### Фрагмент документа
((

Обзор книг
Совместно с:
25.01.2016
Писатель как разведчик
Всеволод Иванов. Красный лик: Мемуары и публицистика / Сост., вступ. статья В. А. Россова. – СПб.: АНО «Женский проект»: Алетейя, 2015.– 672 с.
Ивановых в русской литературе почти как Толстых. Всеволода Никаноровича Иванова (1888–1971) вспомнит сегодня далеко не всякий, хотя в советские времена были популярны его исторические романы «Чёрные люди» и «Императрица Фике». Зато многие обстоятельства жизни писателя стали проясняться лишь в последние годы.
О них напоминает и сборник, составленный из мемуаров о Гражданской войне, из публицистики эмигрантского периода, из статей владивостокской «Вечерней газеты» (1921–1922) и русской версии ведущей китайской газеты «Гун-Бао» (1928–1929).
Уроженец Волковыска Гродненской губернии, Иванов учился на историко-филологическом факультете Санкт-Петербургского университета, стажировался в Гейдельберге и Фрайбурге, но в итоге биографию определила война. После неё он оказался в Перми, там был мобилизован в газету «Сибирские стрелки» и как журналист прошёл вместе с белыми путь от Омска до Владивостока, затем уехал в Японию, оттуда в Китай. Он продолжал заниматься написанием статей и книг, перейдя постепенно к прозе. Впрочем, критика невысоко оценивала его литературный дар. Георгий Адамович назвал его описание Пекина «нелепым и претенциозным», а в публицистической книге «Огни в тумане» не обнаружил мысли, вынеся книге суровый приговор: «невозможно читать, невыносимо».
Сам Иванов склонялся к эстетическому консерватизму. Говоря о путешествии Нансена в Россию и его будущей книге, он вдруг делает выпад против эмигрантской прессы, смешивая явления разного порядка: «Вся благородная Европа может писать книжки об голодной несчастной стране. Только русские литераторы пишут о балете Дягилева или выступлениях Балиева».
Судя по всему, в Китае Иванов работал на советскую разведку, говорят, будто с него Юлиан Семёнов писал Исаева–Штирлица в молодости. Статьи Иванова были хлёсткими на оценки. Так, в 1922 году в статье «Троцкий или Россия?» он замечает,
что «грандиозная социалистическая революция превращается в грандиозное жульничество», всё ярче проступает второй лик революции, «лик закулисных манёвров и злостных комбинаций». А в «Сталине» пишет в связи с выступлением заглавного героя на ноябрьском пленуме ЦК: «С очевидной ясностью вырисовывается из этой речи трагическая фигура упрямого кавказца,
волею судьбы ставшего повелителем русского государства». И дальше называет его идеи бредом, а самого генсека – «символом коммунистического гнёта».
Это не помешало Иванову, получив в 1931 году советский паспорт, пойти в газету при советском посольстве «Шанхай Геральд», печататься в московских «Правде» и «Известиях». В 1945 году он был вывезен в СССР и, в отличие от поэтов русского Харбина Арсения Несмелова или Ачаира, не только не был арестован, но отправлен в Москву, после чего поселился в Хабаровске.

))

### Извлечённые строки

((

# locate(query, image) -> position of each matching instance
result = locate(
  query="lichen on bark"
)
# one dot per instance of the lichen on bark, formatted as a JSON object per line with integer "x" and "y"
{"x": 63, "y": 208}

))

### Требования
- A) Ответьте по рецензии на книгу Всеволода Иванова на вопросы:
(i) В каких городах Иванов стажировался?
(ii) В какую газету при советском посольстве он пошёл, получив в 1931 году советский паспорт?
(iii) В каком городе Иванов поселился после того, как был отправлен в Москву?
- B) Выпишите дословно часть рецензии на книгу Всеволода Иванова от слов «Ивановых в русской» до слов «в последние годы.» включительно.

### Ответы по заданиям
- A)
(i) В Гейдельберге и Фрайбурге.
(ii) В «Шанхай Геральд».
(iii) В Хабаровске.

- B)
Ивановых в русской литературе почти как Толстых. Всеволода Никаноровича Иванова (1888–1971) вспомнит сегодня далеко не всякий, хотя в советские времена были популярны его исторические романы «Чёрные люди» и «Императрица Фике». Зато многие обстоятельства жизни писателя стали проясняться лишь в последние годы.